## [What to do]
The lines to return are the one containing "# for every" and all that follow it in the entries below, duplicated exactly and nothing else.
Content starts
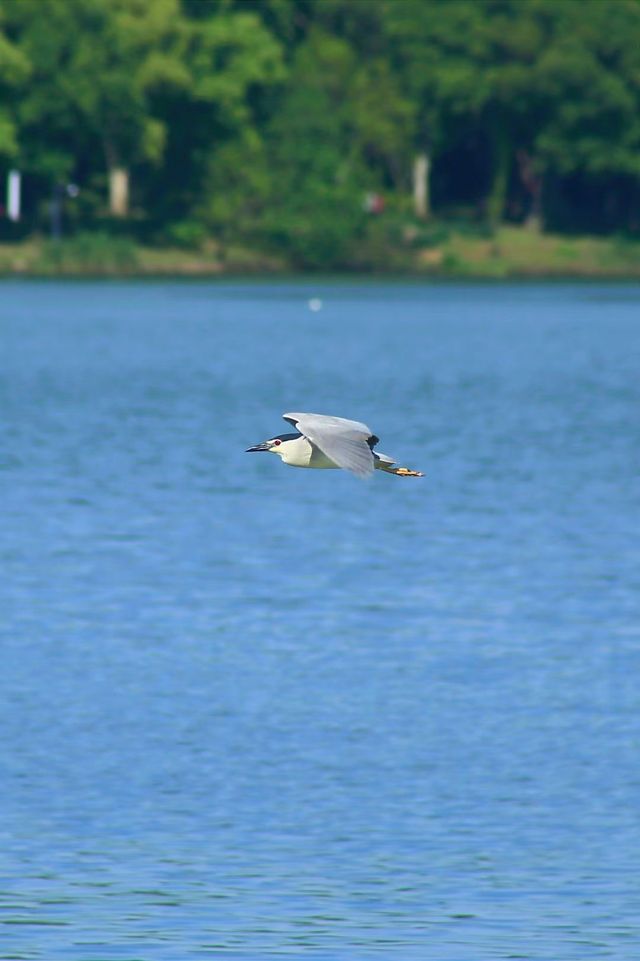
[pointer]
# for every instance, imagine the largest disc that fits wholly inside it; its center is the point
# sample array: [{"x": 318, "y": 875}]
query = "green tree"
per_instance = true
[{"x": 14, "y": 70}]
Content ends
## [Response]
# for every instance, imagine the largest disc that fits wholly inside it; its center is the point
# sample array: [{"x": 318, "y": 875}]
query = "green tree"
per_instance = true
[{"x": 14, "y": 70}]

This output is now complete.